What we value and care about in our society doesn’t just happen.  Are you a lover of Honda cars?  Do you adhere to a vegan lifestyle? Are you adamant that live music venues need community support? If so, you didn’t develop such values, and identifications, in isolation. Rather, there are a series of messages and understandings circulating within your society on these items that have 1) resonated with your inclinations and interests, 2) made meaning for you, and 3) encouraged you to identify with such positions.  
 
Public relations can have a significant role in this process. In fact, one of the more intriguing aspects of the public relations field is its ability to latch on to new ways of thinking about how institutions and individuals come to some mutual understandings of what is valuable, and how those shared meanings set the stage for attitudes and actions. But public relations’ role in that meaning (or sense)-making process is not a given, and is certainly not linear.
 
The reason? The public relations field has a tendency to first focus on a particular technique, work to convince both its own practitioners and would-be clients that it has mastery over that technique, and then come to grips with how such mastery can make a difference in society. 
 
There is a long record of this: the field’s decades-long focus on various ways to win over journalists (media relations), an emphasis on public relations as a consultant to (and amplifier of) corporate efficiency (e.g., the total quality management movement) and, currently, the preoccupation with the central role that public relations can play with social media monitoring, communication and relationship-building. 
 
However, what if public relations practitioners shifted their thinking more toward first considering how representations are seen (and understood) in society, and then think about technique? By "representations," I mean, at a minimum, two aspects: 1) how a client sees itself within a society and, 2) how its stakeholders see themselves in relationship to that client.  And there is a particular arena suitable for public relations people to advocate a focus on such representations – the continued interest in corporate social responsibility (CSR).

AIM:
Continue the public relations piece from its last sentence.

DATA SHOWN:

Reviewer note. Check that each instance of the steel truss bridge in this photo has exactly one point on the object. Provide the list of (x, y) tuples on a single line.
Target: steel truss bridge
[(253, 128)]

OUTPUT BELOW:
 
A right to operate
 
Before continuing, let’s stipulate a few things about CSR. First, there is some blurriness among scholars on how CSR arose in the first place (and its exact time of appearance is debatable, but is generally placed in the 1950s). However, there is a significant school of thought that CSR arose originally as a way for corporations to show, in a quasi-legalistic way, that they were demonstrating a right to operate in a democratic society by, at a minimum, doing business legally and ethically. 
 
This meant, of course, that businesses were not only following all federal and state laws but also asserting a right to operate by displaying a responsibility to communities (e.g., providing decent salaries and benefits to employees, offering financial gifts to foundations, schools, and cultural organizations, presenting products and services that met customer’ needs).
 
Second, this rather legalistic way of looking at CSR has been overtaken, especially in the last 20 years, by a very product-centered conception of CSR. In this more contemporary calculation, CSR is mostly transactional; the focus is on building identifications between a product/service and the appropriate customer segments.  This understanding of CSR focuses more on approaches like cause promotion, philanthropy, and social marketing and how they can all work to link a customer’s sense of identity back to a company’s offerings.
 
However, both these well-established views, one centering on a right to operate and the other centering on building brand identity, tend to downplay how CSR also offers another very valuable approach – that of the organization conveying a persona that allows it to claim that is it immersed in the everyday life of its stakeholders. In other words, the corporation, through CSR communications, provides its defining narrative that lays the groundwork for furthering (or resonating with) eventual consumer self-definitions (e.g., "I’m a Honda lover, vegan, live music advocate," etc.).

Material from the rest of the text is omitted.